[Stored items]
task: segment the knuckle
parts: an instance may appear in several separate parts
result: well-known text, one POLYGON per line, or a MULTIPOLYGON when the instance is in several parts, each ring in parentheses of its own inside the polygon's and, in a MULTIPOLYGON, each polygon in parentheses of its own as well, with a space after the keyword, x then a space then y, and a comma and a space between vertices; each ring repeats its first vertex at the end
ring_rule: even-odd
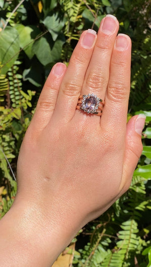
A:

* * *

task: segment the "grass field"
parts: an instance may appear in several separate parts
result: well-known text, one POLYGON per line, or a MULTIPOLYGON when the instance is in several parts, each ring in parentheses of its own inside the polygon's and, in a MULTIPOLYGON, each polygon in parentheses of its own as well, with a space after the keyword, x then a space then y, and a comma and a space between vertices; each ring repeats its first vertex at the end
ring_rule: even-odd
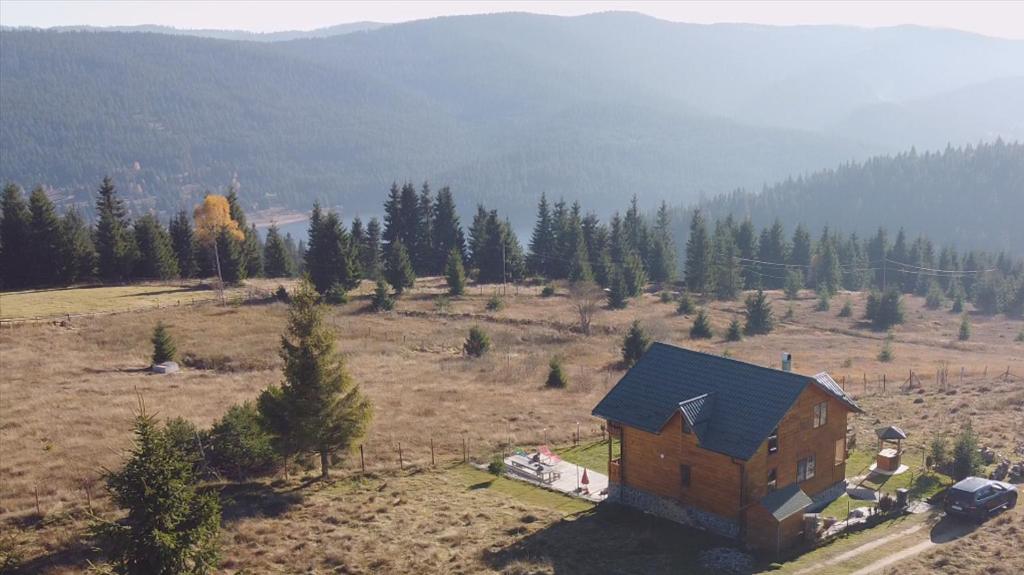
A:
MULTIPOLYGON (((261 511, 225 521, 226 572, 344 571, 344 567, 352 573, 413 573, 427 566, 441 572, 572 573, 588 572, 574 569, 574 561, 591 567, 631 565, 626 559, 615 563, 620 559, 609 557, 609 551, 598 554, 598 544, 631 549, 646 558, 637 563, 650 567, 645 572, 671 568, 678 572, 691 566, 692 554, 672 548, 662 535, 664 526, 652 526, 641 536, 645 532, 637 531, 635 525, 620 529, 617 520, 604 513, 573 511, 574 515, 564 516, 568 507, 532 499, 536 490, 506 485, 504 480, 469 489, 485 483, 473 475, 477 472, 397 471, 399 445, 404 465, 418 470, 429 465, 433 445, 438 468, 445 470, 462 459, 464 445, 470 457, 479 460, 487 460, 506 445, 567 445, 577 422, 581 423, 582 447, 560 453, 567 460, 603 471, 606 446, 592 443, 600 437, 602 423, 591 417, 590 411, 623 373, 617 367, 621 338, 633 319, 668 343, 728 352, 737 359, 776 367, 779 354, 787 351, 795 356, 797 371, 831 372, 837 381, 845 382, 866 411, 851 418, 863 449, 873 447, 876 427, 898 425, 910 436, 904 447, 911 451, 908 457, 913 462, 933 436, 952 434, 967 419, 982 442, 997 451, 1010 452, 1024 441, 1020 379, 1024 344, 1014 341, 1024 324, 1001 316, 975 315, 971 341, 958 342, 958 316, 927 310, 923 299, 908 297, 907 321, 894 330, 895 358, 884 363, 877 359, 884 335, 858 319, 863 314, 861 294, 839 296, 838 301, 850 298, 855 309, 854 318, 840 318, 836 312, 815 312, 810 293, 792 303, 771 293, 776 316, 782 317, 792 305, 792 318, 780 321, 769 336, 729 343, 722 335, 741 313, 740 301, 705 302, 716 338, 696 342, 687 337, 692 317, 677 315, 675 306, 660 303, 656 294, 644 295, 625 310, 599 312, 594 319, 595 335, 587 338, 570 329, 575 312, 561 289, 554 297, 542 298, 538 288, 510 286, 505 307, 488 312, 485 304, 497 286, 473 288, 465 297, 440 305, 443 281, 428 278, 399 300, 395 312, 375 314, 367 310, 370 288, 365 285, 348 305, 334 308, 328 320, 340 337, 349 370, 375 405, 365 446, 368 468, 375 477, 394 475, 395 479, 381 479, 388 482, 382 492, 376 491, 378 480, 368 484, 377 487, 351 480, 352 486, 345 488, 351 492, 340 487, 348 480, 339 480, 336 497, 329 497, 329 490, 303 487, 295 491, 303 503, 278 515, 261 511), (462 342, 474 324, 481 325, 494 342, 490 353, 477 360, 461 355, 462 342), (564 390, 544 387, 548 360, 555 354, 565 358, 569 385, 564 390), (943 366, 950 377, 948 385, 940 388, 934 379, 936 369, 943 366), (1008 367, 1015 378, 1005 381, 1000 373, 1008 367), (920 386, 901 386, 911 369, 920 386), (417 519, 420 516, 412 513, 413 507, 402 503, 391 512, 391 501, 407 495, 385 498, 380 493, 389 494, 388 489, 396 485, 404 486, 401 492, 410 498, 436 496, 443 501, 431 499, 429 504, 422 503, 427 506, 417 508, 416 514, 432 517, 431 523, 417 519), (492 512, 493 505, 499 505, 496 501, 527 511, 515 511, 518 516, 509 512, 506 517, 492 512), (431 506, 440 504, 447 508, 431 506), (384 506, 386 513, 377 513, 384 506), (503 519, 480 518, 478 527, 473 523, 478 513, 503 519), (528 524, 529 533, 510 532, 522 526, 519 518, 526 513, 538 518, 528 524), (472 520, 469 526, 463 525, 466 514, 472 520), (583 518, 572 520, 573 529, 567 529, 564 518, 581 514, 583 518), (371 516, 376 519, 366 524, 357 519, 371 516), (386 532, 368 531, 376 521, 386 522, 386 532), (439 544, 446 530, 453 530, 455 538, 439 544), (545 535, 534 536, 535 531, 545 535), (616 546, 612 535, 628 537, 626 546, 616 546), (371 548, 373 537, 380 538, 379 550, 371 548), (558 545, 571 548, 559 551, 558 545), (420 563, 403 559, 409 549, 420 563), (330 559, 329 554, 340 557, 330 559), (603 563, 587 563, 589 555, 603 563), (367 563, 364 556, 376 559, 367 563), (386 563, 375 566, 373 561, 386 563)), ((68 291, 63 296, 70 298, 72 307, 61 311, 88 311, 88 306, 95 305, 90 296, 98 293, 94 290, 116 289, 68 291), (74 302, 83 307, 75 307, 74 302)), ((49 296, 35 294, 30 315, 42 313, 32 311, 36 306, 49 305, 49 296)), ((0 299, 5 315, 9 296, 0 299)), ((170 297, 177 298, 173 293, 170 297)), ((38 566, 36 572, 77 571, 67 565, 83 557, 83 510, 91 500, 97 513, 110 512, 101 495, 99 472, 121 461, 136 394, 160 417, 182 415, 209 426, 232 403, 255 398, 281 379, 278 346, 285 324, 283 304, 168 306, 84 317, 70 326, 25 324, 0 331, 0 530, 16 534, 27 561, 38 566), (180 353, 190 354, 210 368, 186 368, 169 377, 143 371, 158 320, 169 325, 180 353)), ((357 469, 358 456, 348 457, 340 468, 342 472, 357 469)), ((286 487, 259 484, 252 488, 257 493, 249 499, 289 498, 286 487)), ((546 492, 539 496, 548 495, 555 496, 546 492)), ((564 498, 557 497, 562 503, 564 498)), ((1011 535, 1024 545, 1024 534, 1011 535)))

- _DIRECTIVE_
Pick out every line in the data above that contains the word "task" and copy each one in full.

- _ANSWER IN FULL_
task: segment the knuckle
task: segment the "grass field"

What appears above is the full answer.